__Page extract__:
-------------------------
Monday, March 31, 2014

Things women should know about men

This isn't the list of 50 things I would compile, but it's not bad place to start. Here are some of the particularly good bits of advice:
2. You Can’t Change Him

7. Don’t Ask Questions You Don’t Want To Know The Answers To

18. If You’ve Been Living Together For Longer Than Three Years, He’s Not Going To Marry You

25. You Should Always Take His Side

28. He Hates That Short Haircut

35. Don’t EVER Emasculate Him

47. Make Sure You Look Just As Good When You Go Out With Him As When You Go Out With The Girls
The primary point that was missing was this: Be Submissive, Not Challenging. The one vital thing women most often fail to understand about men is that men are made for conflict. When we are challenged, we instinctively want to vanquish and crush the opponent, no matter who it is. But bat your eyelashes and ask for something sweetly, and it makes us want to launch a thousand ships on your behalf.

Sunday, March 30, 2014

How to get more women in tech

It's all about the semantics, apparently. This is a truly remarkable educational program, for varying degrees of remarkable:
With a three-step method, Harvey Mudd College in California quadrupled its female computer science majors. The experiment started in 2006 when Maria Klawe, a computer scientist and mathematician herself, was appointed college president. That year only 10% of Harvey Mudd’s CS majors were women. The department’s professors devised a plan.
-------------------------
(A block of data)
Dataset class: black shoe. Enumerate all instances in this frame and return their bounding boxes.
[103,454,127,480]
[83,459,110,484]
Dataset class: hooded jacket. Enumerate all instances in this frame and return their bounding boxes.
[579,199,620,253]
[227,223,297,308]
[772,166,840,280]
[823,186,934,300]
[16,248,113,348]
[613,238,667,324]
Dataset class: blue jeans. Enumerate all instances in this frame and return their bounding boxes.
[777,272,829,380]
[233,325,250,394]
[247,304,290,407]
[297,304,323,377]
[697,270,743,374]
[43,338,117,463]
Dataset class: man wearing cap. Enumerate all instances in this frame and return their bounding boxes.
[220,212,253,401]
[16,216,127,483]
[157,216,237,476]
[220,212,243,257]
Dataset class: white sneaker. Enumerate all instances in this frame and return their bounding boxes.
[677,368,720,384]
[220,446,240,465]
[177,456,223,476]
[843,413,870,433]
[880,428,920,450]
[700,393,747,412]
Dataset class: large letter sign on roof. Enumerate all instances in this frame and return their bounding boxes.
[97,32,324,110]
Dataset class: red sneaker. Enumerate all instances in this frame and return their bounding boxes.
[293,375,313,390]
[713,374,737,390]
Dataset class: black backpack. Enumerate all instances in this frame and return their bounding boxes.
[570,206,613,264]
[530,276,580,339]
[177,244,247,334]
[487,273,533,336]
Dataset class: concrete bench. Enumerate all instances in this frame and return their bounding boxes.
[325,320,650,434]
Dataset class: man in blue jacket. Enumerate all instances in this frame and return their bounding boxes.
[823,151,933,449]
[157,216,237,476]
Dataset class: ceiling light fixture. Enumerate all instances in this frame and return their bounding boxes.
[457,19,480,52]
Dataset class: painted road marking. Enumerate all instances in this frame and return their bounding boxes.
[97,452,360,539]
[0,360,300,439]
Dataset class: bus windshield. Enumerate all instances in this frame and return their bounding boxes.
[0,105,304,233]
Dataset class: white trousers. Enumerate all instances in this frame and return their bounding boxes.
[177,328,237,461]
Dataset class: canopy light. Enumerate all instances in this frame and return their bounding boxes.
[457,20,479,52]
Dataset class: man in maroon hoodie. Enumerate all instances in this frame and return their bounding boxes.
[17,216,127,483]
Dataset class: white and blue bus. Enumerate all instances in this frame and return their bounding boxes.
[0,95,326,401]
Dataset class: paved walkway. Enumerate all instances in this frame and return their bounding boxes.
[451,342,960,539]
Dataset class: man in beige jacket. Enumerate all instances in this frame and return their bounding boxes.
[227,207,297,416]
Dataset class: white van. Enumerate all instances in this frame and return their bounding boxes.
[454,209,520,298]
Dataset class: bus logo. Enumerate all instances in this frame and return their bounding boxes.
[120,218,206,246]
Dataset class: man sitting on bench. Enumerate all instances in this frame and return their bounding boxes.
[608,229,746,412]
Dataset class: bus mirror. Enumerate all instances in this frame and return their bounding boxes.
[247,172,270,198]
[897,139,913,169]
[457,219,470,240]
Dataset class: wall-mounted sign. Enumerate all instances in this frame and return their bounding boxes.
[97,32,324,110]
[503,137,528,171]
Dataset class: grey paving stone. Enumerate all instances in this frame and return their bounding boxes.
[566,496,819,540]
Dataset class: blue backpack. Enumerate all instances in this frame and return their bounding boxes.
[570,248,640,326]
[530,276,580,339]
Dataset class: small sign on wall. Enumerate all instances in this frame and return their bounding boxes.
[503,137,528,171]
-------------------------
__Exercises__:
A – Could you output the blog excerpt word for word, from "28. He Hates" to "on your behalf."?
B – How would you sum up the blog excerpt in two sentences?

__Task answers__:
A –
28. He Hates That Short Haircut

35. Don’t EVER Emasculate Him

47. Make Sure You Look Just As Good When You Go Out With Him As When You Go Out With The Girls
The primary point that was missing was this: Be Submissive, Not Challenging. The one vital thing women most often fail to understand about men is that men are made for conflict. When we are challenged, we instinctively want to vanquish and crush the opponent, no matter who it is. But bat your eyelashes and ask for something sweetly, and it makes us want to launch a thousand ships on your behalf.

B – The March 31, 2014 post picks out particularly good bits of advice from a list of things women should know about men, then names the primary missing point: be submissive, not challenging, because men are made for conflict. The March 30, 2014 post reports that Harvey Mudd College quadrupled its female computer science majors with a three-step method, an experiment that began in 2006 when only 10% of its CS majors were women.